READING PASSAGE:

··········

In Brief: Public vs. Private

The current perception war that name.space is engaged in is about
the public domain vs. private property.

The Alternic, or "newdom" movement wants to privatize
top level domains and sell them exclusively as a product.

Name.space, conversely, views the toplevel as public.
Generic words like "art" "web" "sex" and others should not
become private property.

Name.space is in the process of testing a front end to BIND
which enables totally dynamic updating of the toplevel database,
and the decentralization of registries which all share the
dynamically updated toplevel database.

This model is about empowering local registries and freeing
up supply of available names, and treating them as a shared
public resource, not as products or private property.

The Alternic/"newdom" movement is about creating micro-monopolies,
like lots of little internic/network solutions.  They argue for
exclusive, private ownership of specific tld's, and a limited
supply.  They are in a mad rush to become "fait accompli" before
the issue can really be presented to an informed public for
consideration.

Name.space, in development for over 1 year,
has been conducting its services to the public for
5 months, and has learned through its interactions with the public.

··········

DATA LINES:

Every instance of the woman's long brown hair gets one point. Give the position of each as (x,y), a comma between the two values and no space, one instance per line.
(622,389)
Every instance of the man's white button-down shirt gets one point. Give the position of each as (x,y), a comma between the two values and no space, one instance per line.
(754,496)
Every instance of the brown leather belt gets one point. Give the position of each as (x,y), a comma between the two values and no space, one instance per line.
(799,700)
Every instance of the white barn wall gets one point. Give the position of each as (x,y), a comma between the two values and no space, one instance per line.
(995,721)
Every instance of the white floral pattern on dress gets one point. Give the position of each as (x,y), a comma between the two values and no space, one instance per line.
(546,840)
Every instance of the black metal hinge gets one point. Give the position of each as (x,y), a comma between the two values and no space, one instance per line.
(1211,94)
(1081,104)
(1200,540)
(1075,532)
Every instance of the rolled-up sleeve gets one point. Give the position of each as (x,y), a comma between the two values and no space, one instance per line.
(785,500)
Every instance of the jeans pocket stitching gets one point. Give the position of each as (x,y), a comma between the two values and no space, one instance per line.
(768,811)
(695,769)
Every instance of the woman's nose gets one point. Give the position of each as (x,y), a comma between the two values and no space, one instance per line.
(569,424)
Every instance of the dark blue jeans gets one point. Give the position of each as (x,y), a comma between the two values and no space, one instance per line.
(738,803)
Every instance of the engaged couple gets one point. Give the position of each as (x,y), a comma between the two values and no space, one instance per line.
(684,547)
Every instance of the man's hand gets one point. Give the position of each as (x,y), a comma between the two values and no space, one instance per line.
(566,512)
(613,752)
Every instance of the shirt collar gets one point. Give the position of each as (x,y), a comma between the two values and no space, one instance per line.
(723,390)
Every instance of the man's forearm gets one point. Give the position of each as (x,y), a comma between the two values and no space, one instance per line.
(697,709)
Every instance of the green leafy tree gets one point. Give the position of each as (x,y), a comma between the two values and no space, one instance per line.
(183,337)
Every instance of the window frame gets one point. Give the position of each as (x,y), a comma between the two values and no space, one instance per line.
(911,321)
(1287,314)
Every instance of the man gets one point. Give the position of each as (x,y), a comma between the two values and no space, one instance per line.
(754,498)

··········

WORK TO DO:
**a.** According to the passage on top-level domains, how long has name.space been providing its services to the public?
**b.** Write the next part of the passage on top-level domains, picking up after its final sentence.
The rows are separate from the passage on top-level domains.

ANSWERS TO THE EXERCISES:
**a.** Five months.

**b.**
The number of times the dns switcher applications have been downloaded,
the positive email comments, and the overwhelming support and
acceptance for the public-domain toplevel model is evidenced by
the number of requests for public rootnames--outnumbering the
private requests by 20 to 1.
This indicates strongly the popularity of the name.space model
for expanding directory service on the net.

These benchmarks are the result of the actual process of use
and not the result of some behind-closed-doors committee or
special interest groups who want to stake their claims to
properties in the toplevel namespace.

The public's choice is clear:  the toplevel namespace is
a public resource to be operated in the public trust.

Don't be railroaded into accepting the micro-monopolies
being forced into being by the newdom movement.